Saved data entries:
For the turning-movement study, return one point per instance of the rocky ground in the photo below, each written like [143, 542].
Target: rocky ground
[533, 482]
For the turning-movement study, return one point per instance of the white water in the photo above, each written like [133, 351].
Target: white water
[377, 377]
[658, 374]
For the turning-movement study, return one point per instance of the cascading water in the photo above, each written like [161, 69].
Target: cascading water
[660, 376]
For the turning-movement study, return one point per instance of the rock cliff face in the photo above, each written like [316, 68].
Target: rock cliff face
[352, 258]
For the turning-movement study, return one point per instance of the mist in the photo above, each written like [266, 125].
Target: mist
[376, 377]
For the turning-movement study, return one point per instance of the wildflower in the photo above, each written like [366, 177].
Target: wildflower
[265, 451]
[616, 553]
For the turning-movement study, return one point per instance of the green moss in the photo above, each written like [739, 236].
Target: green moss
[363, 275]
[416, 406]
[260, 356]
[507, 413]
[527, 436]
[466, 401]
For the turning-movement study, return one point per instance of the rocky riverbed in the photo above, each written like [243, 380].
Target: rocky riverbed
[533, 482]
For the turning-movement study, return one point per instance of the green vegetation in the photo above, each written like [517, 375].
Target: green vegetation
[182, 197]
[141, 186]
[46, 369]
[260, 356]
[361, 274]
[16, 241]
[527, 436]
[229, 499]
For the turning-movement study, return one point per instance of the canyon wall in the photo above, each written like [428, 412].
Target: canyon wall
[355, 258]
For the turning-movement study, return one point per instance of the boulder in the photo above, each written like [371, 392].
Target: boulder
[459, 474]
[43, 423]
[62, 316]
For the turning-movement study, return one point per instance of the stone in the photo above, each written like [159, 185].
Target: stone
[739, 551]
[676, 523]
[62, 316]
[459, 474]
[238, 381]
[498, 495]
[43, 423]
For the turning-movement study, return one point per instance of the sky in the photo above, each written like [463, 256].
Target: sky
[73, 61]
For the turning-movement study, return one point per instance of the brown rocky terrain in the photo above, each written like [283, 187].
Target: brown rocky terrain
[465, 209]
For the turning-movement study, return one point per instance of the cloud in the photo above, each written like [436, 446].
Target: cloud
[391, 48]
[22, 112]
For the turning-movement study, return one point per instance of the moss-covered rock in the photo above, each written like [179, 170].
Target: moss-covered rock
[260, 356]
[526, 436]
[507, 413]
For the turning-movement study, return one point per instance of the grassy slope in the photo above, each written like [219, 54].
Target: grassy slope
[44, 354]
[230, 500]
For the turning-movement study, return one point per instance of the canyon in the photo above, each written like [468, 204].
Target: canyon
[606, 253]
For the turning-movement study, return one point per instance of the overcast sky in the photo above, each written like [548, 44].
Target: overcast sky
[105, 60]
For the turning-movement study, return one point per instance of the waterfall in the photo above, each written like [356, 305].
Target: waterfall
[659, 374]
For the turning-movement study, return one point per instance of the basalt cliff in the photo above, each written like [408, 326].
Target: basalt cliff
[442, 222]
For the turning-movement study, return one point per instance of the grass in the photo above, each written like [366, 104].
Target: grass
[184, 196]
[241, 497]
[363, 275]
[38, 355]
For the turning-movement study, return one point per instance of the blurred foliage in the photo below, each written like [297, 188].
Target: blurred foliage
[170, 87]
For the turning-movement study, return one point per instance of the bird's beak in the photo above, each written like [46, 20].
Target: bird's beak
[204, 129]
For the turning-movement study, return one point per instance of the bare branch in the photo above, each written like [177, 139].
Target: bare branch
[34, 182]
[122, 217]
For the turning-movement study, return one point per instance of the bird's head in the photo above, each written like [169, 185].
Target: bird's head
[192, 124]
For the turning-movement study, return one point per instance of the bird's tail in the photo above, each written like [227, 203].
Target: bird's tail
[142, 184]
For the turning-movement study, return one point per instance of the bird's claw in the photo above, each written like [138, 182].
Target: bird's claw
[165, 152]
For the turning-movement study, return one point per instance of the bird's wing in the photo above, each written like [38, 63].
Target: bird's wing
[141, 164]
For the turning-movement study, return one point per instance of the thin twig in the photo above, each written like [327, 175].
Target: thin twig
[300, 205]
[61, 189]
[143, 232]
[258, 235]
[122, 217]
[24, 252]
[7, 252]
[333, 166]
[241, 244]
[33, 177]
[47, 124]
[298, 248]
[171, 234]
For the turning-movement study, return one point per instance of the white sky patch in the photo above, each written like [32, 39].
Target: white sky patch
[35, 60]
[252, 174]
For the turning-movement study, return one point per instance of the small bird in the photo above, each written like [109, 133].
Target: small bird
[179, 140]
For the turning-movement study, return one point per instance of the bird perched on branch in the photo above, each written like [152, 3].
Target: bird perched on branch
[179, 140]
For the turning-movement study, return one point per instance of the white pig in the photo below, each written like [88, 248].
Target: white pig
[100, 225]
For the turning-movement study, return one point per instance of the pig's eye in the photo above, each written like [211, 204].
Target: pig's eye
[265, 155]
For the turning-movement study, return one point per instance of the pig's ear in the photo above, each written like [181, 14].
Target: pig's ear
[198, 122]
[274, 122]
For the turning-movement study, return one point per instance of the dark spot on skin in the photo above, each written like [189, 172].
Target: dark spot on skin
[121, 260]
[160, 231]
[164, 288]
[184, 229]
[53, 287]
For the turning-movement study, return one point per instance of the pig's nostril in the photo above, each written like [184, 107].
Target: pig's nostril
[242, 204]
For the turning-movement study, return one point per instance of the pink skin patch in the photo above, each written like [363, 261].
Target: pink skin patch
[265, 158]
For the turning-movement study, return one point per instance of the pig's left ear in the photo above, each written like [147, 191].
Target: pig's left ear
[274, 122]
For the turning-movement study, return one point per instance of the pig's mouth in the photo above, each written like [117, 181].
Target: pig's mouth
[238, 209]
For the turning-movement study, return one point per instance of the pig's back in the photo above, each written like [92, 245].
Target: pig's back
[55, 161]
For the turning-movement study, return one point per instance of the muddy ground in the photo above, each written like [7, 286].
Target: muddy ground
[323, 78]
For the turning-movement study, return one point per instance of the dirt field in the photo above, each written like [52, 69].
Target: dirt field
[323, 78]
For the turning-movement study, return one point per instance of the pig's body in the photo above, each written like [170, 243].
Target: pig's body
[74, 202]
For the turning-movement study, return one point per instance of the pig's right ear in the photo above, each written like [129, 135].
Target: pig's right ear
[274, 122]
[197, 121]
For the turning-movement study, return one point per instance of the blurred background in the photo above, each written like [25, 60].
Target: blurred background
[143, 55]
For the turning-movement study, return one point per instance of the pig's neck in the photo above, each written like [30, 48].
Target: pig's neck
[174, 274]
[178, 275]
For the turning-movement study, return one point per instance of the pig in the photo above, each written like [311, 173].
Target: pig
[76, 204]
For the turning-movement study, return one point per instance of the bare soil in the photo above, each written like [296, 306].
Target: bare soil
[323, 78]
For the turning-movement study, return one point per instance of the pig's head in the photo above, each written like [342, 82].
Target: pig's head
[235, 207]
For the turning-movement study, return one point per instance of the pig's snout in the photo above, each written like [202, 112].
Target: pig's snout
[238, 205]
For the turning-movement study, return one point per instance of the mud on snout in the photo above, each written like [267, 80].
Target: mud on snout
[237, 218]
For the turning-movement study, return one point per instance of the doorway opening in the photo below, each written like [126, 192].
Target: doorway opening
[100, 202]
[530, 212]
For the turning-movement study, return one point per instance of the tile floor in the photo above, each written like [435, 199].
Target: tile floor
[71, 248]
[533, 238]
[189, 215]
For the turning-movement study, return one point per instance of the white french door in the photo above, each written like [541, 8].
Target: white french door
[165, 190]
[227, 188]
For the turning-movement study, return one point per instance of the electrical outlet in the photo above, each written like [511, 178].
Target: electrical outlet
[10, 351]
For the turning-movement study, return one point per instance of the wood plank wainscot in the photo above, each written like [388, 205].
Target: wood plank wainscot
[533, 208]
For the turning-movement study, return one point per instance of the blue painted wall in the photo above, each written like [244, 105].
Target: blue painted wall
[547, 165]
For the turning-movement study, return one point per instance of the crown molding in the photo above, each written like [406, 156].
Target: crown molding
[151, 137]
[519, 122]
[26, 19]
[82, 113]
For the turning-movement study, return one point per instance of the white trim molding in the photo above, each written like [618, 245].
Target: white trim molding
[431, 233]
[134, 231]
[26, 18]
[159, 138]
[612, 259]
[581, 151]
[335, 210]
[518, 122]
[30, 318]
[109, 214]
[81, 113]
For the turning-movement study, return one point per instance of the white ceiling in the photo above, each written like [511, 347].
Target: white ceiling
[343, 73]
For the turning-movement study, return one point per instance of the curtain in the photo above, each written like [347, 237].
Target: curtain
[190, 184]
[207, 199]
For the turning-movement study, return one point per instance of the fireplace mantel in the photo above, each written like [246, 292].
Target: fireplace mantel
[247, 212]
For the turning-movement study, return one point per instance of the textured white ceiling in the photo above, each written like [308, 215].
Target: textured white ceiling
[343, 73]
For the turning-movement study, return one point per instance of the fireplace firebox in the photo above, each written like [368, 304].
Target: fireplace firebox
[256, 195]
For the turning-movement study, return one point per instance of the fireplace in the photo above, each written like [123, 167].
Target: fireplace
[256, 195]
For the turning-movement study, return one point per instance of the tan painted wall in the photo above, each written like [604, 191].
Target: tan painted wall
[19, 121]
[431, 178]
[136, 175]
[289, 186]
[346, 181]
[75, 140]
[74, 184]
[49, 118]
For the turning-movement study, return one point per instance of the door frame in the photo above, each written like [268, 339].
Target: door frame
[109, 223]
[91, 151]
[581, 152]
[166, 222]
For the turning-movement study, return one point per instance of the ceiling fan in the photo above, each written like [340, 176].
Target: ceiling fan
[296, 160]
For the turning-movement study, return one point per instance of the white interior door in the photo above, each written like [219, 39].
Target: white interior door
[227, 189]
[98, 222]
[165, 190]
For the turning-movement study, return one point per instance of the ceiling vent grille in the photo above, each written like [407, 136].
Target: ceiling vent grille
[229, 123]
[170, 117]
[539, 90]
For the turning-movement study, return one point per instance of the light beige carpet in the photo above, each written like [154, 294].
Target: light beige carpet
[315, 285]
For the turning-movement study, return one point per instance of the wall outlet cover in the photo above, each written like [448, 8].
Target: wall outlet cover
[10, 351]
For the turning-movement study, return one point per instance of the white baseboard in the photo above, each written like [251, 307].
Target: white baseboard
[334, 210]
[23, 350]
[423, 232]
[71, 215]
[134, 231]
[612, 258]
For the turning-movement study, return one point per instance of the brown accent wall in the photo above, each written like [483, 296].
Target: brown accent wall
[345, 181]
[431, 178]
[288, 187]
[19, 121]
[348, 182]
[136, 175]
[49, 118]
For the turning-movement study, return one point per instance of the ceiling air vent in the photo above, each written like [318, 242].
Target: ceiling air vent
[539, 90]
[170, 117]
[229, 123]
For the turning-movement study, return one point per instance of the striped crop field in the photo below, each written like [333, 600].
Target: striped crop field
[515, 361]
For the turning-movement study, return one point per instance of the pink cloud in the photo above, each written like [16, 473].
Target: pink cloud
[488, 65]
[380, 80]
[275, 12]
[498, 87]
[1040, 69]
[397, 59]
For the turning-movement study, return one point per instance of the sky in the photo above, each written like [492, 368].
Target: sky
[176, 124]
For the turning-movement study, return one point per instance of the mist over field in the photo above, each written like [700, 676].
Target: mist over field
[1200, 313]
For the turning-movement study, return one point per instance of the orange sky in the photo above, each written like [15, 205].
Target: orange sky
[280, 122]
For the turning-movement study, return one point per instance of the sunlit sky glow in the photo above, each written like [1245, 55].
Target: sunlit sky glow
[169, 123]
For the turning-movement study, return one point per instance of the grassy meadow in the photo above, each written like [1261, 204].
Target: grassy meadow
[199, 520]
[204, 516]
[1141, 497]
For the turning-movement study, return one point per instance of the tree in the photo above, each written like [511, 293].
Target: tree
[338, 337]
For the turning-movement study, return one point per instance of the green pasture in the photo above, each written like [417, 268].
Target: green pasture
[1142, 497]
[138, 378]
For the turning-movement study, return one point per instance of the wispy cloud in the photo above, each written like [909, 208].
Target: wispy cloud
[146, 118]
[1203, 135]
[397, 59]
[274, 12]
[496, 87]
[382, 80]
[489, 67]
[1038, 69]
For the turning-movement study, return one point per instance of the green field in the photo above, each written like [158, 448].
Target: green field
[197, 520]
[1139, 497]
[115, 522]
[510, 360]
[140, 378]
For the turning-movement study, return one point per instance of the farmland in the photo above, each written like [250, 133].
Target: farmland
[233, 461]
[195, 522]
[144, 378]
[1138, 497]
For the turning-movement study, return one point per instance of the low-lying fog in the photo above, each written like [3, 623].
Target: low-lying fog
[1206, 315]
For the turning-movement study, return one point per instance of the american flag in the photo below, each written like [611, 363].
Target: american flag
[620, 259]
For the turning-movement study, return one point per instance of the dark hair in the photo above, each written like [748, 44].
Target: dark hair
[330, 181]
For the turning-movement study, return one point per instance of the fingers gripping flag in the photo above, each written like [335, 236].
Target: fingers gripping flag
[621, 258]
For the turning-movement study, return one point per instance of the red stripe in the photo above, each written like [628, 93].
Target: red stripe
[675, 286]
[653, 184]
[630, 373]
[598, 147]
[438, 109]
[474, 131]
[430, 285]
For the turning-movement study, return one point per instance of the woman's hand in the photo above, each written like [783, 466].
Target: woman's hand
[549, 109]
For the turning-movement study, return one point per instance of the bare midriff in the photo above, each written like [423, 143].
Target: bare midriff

▶ _TASK INSTRUCTIONS_: Among the lines of the data, identify those with the word "midriff". Copy each of them.

▶ _RESPONSE TO THIS TASK_:
For the turning-movement study, return one point per instance of the bare midriff in the photo above, each written like [423, 143].
Target: bare midriff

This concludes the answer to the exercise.